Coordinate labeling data
## Start

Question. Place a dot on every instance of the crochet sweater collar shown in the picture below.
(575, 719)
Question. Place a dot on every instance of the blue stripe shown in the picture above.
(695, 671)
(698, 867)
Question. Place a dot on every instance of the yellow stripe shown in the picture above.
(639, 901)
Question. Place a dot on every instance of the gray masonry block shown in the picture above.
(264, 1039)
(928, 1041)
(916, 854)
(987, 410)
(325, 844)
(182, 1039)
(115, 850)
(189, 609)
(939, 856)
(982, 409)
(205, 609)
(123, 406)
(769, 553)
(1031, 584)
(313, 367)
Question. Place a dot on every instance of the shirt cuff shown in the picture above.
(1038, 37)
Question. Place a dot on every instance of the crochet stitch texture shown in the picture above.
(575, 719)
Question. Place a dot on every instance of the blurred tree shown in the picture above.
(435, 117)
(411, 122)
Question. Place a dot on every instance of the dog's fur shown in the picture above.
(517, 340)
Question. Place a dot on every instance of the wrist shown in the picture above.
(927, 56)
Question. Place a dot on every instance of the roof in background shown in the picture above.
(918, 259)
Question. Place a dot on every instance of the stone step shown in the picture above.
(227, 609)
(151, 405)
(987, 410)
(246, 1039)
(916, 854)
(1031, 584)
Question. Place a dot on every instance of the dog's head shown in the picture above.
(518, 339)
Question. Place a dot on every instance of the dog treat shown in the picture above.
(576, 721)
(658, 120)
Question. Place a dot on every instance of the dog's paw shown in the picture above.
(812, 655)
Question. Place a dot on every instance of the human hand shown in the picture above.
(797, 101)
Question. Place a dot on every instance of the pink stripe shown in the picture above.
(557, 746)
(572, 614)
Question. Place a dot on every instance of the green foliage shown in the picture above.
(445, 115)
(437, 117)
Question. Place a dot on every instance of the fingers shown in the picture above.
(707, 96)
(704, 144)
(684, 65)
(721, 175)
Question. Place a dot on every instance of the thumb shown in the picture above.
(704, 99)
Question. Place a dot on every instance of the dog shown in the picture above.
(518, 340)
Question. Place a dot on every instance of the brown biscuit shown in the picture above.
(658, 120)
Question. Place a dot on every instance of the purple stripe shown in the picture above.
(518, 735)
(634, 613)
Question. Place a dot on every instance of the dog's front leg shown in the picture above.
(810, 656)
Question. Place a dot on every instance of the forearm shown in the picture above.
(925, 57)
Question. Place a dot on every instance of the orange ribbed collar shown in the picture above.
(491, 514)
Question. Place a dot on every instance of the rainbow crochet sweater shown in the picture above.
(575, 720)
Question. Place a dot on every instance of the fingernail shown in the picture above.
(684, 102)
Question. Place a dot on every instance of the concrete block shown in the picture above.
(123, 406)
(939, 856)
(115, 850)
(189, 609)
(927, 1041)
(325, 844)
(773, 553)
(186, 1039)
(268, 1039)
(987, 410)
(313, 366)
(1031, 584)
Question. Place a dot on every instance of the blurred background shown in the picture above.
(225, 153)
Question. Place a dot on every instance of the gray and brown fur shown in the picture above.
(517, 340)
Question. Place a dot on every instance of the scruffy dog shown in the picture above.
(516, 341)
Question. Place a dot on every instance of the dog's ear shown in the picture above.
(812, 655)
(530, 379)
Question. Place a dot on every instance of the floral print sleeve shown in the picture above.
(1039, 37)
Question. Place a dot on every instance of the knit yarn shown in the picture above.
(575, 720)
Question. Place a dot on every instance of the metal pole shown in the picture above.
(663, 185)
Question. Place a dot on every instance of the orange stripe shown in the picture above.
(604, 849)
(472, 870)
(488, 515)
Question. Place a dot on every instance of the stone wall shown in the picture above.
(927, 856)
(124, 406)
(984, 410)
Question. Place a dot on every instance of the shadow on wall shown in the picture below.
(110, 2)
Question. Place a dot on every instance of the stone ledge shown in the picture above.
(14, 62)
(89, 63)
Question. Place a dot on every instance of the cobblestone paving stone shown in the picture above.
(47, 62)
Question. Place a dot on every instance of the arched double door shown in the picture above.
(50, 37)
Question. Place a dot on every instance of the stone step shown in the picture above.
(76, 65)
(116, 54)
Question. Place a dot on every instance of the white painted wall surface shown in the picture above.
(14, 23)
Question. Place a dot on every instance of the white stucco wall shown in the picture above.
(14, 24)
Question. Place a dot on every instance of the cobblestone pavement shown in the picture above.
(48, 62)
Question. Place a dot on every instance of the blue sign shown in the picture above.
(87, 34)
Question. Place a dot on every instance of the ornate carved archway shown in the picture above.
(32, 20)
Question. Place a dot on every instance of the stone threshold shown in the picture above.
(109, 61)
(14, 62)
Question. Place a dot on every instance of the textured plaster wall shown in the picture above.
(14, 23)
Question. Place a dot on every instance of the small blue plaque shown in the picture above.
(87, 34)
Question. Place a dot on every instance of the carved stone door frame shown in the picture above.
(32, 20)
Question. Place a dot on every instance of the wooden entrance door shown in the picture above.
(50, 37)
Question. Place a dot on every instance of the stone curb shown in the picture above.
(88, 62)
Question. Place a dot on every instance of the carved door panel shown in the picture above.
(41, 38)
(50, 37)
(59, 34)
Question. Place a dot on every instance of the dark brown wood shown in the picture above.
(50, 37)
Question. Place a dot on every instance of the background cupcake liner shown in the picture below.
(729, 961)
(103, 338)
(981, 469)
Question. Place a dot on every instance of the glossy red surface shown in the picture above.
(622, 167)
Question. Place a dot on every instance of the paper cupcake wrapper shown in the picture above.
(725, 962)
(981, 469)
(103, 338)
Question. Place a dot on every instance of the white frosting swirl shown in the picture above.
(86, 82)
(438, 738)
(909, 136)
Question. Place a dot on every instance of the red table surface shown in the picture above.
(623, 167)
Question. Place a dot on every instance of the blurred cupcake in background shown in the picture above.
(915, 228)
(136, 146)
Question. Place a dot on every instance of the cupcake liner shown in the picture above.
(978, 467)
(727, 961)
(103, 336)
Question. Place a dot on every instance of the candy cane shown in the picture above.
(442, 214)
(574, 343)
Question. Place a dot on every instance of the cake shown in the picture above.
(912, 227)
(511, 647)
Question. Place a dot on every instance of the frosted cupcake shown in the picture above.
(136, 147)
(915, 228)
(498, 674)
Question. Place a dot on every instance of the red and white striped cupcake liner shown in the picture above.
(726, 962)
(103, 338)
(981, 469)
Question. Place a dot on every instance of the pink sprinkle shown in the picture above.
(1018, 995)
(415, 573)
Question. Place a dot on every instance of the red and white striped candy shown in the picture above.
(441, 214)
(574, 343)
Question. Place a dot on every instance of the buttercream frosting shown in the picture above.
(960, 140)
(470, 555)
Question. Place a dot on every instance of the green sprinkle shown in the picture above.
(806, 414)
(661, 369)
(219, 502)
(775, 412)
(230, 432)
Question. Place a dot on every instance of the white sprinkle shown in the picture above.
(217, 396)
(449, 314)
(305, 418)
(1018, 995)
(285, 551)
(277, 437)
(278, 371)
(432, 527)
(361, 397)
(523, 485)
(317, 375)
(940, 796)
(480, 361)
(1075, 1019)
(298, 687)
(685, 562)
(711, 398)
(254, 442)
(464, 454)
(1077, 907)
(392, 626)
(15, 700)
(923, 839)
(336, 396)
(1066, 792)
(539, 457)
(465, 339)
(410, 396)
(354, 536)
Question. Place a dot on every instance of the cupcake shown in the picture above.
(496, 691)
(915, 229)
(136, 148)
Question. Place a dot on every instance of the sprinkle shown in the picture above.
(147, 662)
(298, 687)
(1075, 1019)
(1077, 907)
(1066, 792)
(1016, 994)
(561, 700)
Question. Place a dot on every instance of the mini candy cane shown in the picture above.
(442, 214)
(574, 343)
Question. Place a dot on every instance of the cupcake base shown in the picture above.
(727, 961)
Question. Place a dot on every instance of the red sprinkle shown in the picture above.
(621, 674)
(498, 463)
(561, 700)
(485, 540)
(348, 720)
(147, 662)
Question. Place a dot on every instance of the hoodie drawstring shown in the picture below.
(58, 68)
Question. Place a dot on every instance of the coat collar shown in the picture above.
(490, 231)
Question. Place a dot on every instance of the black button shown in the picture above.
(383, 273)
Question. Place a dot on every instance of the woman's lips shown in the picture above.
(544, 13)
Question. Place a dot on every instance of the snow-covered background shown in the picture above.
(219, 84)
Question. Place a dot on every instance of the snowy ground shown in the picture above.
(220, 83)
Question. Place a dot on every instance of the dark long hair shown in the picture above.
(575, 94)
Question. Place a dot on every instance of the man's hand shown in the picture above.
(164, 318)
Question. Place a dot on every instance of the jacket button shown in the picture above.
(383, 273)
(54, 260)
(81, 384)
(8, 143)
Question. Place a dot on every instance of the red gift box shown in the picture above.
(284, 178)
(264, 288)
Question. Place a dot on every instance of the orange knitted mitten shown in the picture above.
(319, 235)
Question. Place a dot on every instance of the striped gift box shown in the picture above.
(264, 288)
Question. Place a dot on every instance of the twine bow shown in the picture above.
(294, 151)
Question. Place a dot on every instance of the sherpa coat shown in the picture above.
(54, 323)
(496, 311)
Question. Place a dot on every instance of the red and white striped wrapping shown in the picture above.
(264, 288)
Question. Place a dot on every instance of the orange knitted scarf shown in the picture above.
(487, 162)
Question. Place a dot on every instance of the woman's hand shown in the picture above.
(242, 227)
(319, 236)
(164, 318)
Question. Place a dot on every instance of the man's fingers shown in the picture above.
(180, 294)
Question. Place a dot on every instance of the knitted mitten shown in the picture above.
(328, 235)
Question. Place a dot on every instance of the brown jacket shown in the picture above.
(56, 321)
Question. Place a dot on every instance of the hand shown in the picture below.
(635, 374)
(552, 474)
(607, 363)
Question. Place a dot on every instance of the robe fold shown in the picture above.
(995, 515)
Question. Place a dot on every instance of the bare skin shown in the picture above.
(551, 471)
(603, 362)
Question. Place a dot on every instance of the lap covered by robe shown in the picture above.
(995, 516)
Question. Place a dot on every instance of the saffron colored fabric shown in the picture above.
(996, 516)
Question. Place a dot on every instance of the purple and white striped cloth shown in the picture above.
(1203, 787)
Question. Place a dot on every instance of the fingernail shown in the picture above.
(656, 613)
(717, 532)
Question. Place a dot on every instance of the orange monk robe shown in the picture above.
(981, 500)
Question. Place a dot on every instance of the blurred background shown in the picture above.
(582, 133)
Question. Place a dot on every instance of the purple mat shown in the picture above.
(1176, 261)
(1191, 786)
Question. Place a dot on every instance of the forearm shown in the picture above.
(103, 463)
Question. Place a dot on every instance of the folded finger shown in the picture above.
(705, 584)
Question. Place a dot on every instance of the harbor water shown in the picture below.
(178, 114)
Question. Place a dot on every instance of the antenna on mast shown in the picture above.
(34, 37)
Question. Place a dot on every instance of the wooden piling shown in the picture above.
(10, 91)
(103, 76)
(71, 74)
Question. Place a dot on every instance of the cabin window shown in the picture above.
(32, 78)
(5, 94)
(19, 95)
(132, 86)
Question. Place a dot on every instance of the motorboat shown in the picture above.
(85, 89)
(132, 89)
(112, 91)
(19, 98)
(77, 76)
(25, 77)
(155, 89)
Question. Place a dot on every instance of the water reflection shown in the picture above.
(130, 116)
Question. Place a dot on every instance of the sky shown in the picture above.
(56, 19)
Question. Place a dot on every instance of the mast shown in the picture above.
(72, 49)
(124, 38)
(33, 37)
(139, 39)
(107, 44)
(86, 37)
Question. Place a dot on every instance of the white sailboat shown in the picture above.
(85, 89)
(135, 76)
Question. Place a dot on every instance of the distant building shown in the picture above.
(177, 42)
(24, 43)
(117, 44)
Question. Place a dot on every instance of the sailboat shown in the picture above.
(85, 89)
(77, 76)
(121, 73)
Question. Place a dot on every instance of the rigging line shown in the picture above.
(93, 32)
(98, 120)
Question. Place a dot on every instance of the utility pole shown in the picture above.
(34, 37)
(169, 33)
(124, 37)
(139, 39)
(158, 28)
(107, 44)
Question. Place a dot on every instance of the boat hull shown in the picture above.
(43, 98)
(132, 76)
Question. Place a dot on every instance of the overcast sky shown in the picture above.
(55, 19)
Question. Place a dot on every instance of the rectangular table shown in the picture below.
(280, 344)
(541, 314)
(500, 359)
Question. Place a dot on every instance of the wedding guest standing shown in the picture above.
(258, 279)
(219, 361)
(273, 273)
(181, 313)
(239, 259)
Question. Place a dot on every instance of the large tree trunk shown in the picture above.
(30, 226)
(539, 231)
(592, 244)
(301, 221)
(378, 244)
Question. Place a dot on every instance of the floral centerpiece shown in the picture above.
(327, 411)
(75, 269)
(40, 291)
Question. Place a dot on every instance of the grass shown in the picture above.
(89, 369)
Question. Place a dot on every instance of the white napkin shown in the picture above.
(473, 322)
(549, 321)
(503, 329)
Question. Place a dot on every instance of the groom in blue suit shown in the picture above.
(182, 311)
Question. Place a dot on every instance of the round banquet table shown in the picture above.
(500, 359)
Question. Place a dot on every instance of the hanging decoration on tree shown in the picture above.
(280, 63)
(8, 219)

## End

Do this
Reproduce the data starting with the line containing "Question. Place a dot on every instance of the hand" and going on through the line containing "(1203, 787)", renaming "robe" to "garment" wherever it appears and leaving everything else unchanged.

Output for this task
Question. Place a dot on every instance of the hand shown in the picture below.
(635, 374)
(552, 474)
(607, 363)
Question. Place a dot on every instance of the garment fold shown in the picture above.
(995, 515)
Question. Place a dot on every instance of the bare skin shown in the picture above.
(551, 471)
(603, 362)
Question. Place a dot on every instance of the lap covered by garment shown in the picture above.
(995, 516)
Question. Place a dot on every instance of the saffron colored fabric shown in the picture above.
(996, 516)
Question. Place a dot on every instance of the purple and white striped cloth shown in the picture above.
(1203, 787)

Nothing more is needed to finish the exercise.